- [CONSIGNE 1]:
D'après le texte sur la politique étrangère européenne, dans quelle partie de la planète règne l'équilibre qui va de Vancouver à Vladivostock ?

- [TEXTE DE LA PAGE]:
▼▼▼

En termes d’actualité, il faudra répondre à la question : Quelle place pour la Méditerranée, le Moyen-Orient et le monde arabo-musulman dans une vision régionale remodelée, compte tenu du fait que la Méditerranée apparaît comme un concentré de fractures aux portes de l’Europe, où se jouent désormais une déstabilisation générale, une escalade militaire et une guerre ouverte ?
En perspective et à l'échelle planétaire, l’ordre qui convient davantage à l’Union européenne est un type d'équilibre construit sur un partenariat de nations, sans excès missionnaires ou idéologiques, retenu par la prudence, mais engagé dans une « diplomatie de réseaux » et d’alliances multiples, privilégiant les régimes mixtes, ainsi que la superposition et la conciliation d’intérêts et de principes, associé à la toile d’une mondialisation fortement hétérogène. Cet ordre ne peut être tenu ensemble que par l’unité d’une stratégie globale intégrée de type unilatéraliste, audacieuse et douée d’auto-limitation, pacificatrice mais prête au combat.
Tout ordre qui tend à la stabilité est à l’opposé d’un ordre de revendications. Par conséquent, la scène diplomatique d'aujourd'hui ne peut être accepter la prépondérance d’un seul acteur qui veuille remodeler la réalité à son image. Un ordre stable est un ensemble de relations générales partagées, basées sur un équilibre de conservation et sur une puissance diffuse. C’est le type d’équilibre qui règne dans l’hémisphère nord de la planète, allant de Vancouver à Vladivostock. Il dessine un jeu fondamentalement coopératif et à caractère multilatéral. Se superposant à une multipolarité sous-jacente, aux enjeux et confrontations innombrables, cet ordre, perpétuellement en mouvement, est proche des intérêts de l’Union et non contradictoire par rapport à ceux-ci. Mais c’est un ordre virtuellement hégémonique, plein de tensions en Eurasie, qui résultent de la dissolution d’un ancien empire, l’Union soviétique, tiraillé entre son centre et sa périphérie, autour des notions d’indépendance et d’ancienne autorité. Un ordre nécessairement inégalitaire, aux autonomies géopolitiques incertaines et aux rythmes de développement différenciés. Un débat de politique étrangère ne rapporte pas de suffrages dans les campagnes électorales et ce débat aurait pu être soulevé pour introduire à la conscience des enjeux, à la nécessité de l'Europe politique, à l'affirmation d'un leadership européen appuyé sur la logique des nations et cela d'autant plus que la France, et guère l'Allemagne, est le pays de Richelieu, de la logique de puissance et de la raison historique.
On aurait pu rappeler lors de cette campagne que le monde asiatique n’est pas réfractaire aux intérêts égoïstes de « la raison d’État », car c’est un univers culturel qui privilégie l’indépendance à la communauté d’intérêts. D'où la question du sort qui est réservé en démocratie au pluralisme politique, imposant des limites à l’esprit de parti, aux droits individuels et aux revendications des minorités internes, face aux exigences de la cohésion nationale ? L’avenir des relations euro-américaines à peine évoqué, n'a pas été saisi dans toute son importance et comme décisif pour la projection de la relation euro-atlantique en Asie et dans la zone Pacifique. On a guère rappelé qu'ici les rapports entre les pays sont fondamentalement différents des relations entre les pays européens, que personne ne croit à la sécurité collective et que la stabilité est la résultante d’un équilibre de contrepoids, constamment ajusté, puisqu’il n’existe ni valeurs communes ni « communauté de destin » au sens occidental. L’absence d’une stratégie générale de l’UE vis-à-vis des grands géants de l’Asie est aujourd’hui criante et doit constituer l’examen d’un débat urgent, y compris électoral.

▲▲▲

- [CONSIGNE 2]:
Recopiez à l'identique les lignes du listing, en partant de la ligne qui contient « Does any straw » et en allant jusqu'à la ligne qui contient « left=241, top=195, right=316, bottom=280 », ces deux lignes incluses. Omettez les images dans votre réponse.

- [MATÉRIEL FOURNI]:
▼▼▼

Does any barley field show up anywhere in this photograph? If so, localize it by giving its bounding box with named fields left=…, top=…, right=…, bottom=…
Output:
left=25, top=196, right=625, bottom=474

▲▲▲
▼▼▼

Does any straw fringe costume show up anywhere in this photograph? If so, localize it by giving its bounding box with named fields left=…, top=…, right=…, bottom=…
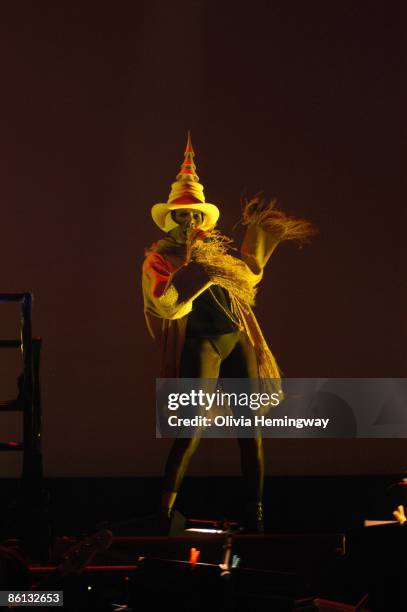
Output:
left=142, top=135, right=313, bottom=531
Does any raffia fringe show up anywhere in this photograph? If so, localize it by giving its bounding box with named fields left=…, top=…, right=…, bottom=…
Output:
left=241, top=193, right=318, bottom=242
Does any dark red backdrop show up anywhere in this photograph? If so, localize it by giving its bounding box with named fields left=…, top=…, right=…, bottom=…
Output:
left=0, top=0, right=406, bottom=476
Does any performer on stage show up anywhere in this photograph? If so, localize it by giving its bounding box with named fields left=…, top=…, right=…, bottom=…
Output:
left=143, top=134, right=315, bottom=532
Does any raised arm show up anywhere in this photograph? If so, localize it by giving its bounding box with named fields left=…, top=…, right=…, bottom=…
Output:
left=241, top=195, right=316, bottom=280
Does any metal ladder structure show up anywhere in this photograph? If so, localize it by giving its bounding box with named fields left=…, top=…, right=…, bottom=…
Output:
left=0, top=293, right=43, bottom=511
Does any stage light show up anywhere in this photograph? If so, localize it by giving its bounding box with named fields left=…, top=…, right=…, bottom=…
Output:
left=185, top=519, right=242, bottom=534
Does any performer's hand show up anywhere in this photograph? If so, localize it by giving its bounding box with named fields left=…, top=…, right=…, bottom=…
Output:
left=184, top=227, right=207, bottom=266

▲▲▲

- [RÉPONSE 1]:
Dans l'hémisphère nord de la planète.

- [RÉPONSE 2]:
Does any straw fringe costume show up anywhere in this photograph? If so, localize it by giving its bounding box with named fields left=…, top=…, right=…, bottom=…
Output:
left=142, top=135, right=313, bottom=531
Does any raffia fringe show up anywhere in this photograph? If so, localize it by giving its bounding box with named fields left=…, top=…, right=…, bottom=…
Output:
left=241, top=193, right=318, bottom=242
Does any dark red backdrop show up anywhere in this photograph? If so, localize it by giving its bounding box with named fields left=…, top=…, right=…, bottom=…
Output:
left=0, top=0, right=406, bottom=476
Does any performer on stage show up anywhere in this photograph? If so, localize it by giving its bounding box with named fields left=…, top=…, right=…, bottom=…
Output:
left=143, top=134, right=315, bottom=532
Does any raised arm show up anywhere in this photograph? If so, localize it by giving its bounding box with named fields left=…, top=…, right=…, bottom=…
Output:
left=241, top=195, right=316, bottom=280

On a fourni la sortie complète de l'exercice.